◆ **What you have to do**:
Extract every line starting at the line that contains "I would be grateful if you could indicate the parked" and ending with the final line of the data, inclusive; give only those lines, word for word.
* * * * * * * * *
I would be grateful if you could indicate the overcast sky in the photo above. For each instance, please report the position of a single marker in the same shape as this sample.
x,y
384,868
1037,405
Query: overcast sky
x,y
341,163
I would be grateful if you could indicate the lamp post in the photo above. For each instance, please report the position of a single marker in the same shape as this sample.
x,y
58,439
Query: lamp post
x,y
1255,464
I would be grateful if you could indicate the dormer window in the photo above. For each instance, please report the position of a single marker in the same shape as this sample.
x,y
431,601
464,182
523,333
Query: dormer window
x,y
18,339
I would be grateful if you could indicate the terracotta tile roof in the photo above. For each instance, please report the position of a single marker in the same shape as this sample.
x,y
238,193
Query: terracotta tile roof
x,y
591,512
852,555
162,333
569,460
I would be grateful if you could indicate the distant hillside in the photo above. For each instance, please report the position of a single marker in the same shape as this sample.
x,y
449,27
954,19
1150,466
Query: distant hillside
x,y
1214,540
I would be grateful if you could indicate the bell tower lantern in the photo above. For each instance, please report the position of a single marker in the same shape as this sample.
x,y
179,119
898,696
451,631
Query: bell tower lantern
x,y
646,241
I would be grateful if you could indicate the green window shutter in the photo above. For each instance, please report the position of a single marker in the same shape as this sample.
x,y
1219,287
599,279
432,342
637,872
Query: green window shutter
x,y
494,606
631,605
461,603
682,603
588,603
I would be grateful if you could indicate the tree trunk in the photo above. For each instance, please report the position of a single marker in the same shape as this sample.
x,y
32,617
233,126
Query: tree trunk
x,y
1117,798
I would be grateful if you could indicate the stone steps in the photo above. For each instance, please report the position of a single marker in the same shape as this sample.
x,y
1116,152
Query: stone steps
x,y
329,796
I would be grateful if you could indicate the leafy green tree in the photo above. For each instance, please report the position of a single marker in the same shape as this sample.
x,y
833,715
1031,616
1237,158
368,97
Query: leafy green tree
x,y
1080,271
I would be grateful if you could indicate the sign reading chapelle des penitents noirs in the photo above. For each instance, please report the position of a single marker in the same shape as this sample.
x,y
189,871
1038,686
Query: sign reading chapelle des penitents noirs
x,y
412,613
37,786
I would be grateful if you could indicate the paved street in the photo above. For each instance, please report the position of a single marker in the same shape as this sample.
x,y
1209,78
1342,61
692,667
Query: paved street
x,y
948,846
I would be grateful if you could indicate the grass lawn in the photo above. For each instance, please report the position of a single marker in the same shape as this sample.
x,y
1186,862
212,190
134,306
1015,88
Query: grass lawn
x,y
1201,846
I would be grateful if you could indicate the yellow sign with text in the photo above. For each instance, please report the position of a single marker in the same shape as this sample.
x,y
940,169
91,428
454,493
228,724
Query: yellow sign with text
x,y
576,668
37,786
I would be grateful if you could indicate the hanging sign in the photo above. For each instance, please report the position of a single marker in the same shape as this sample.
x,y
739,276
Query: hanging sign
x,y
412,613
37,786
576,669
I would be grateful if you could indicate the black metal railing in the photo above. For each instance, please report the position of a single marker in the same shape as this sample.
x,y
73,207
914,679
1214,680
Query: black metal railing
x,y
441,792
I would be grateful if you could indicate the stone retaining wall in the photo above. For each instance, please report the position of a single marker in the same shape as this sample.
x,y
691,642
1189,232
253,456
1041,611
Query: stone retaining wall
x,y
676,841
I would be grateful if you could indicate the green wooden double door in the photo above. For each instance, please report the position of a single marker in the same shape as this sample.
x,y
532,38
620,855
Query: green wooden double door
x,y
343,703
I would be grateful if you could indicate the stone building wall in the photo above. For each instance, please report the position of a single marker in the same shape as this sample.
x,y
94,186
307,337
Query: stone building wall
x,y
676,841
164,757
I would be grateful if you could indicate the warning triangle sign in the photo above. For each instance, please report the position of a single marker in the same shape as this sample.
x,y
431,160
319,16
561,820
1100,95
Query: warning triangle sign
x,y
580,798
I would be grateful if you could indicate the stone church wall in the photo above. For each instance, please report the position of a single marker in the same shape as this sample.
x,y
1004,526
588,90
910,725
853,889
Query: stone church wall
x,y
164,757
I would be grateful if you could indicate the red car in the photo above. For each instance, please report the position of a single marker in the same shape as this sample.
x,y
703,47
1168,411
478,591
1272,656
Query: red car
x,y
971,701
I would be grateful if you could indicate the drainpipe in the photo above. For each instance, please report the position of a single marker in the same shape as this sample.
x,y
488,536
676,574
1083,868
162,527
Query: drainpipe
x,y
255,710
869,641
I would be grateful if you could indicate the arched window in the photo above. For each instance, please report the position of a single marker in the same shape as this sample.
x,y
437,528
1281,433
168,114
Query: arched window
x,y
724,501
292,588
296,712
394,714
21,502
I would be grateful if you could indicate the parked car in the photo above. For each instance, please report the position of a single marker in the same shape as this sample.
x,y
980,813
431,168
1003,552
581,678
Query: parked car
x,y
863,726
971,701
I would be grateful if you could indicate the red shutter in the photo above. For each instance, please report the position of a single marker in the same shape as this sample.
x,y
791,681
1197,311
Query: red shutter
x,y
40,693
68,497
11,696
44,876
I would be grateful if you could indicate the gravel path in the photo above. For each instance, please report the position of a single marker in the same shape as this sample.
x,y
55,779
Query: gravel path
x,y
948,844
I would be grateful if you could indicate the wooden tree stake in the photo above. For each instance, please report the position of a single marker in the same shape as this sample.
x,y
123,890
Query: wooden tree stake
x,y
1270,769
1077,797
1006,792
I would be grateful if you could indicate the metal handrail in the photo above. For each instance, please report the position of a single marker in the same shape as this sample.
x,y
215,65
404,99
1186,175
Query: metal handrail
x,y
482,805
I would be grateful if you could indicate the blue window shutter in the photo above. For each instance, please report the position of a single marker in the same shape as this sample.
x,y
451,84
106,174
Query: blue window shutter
* * * * * * * * *
◆ **Answer to the exercise**:
I would be grateful if you could indicate the parked car in the photo above. For each instance, please report the position of a single marker in the same shape as this sample.
x,y
980,813
431,168
1003,552
581,678
Query: parked car
x,y
863,726
971,701
I would be grateful if you could indicate the red shutter in the photo above. For each instance, please report the position of a single marker in the same shape as this sample.
x,y
791,681
1197,311
Query: red shutter
x,y
40,693
68,497
11,696
44,876
I would be grateful if you could indicate the gravel path in the photo above. For each instance, please report the position of a single marker in the same shape as this sample.
x,y
55,779
Query: gravel path
x,y
948,844
I would be grateful if you could indicate the wooden tree stake in the photo above. For each instance, please report the position of a single marker in the same shape as this sample.
x,y
123,890
Query: wooden tree stake
x,y
1270,769
1077,797
1006,792
I would be grateful if you could indicate the metal handrail in the photo above. For each instance, please report the position of a single marker in the same shape as this sample.
x,y
215,65
404,99
1186,175
Query: metal handrail
x,y
482,805
I would be grateful if you could indicate the blue window shutter in the photo above. For each instance, please report the position of a single marker in the same shape as this sample.
x,y
451,84
106,174
Query: blue window shutter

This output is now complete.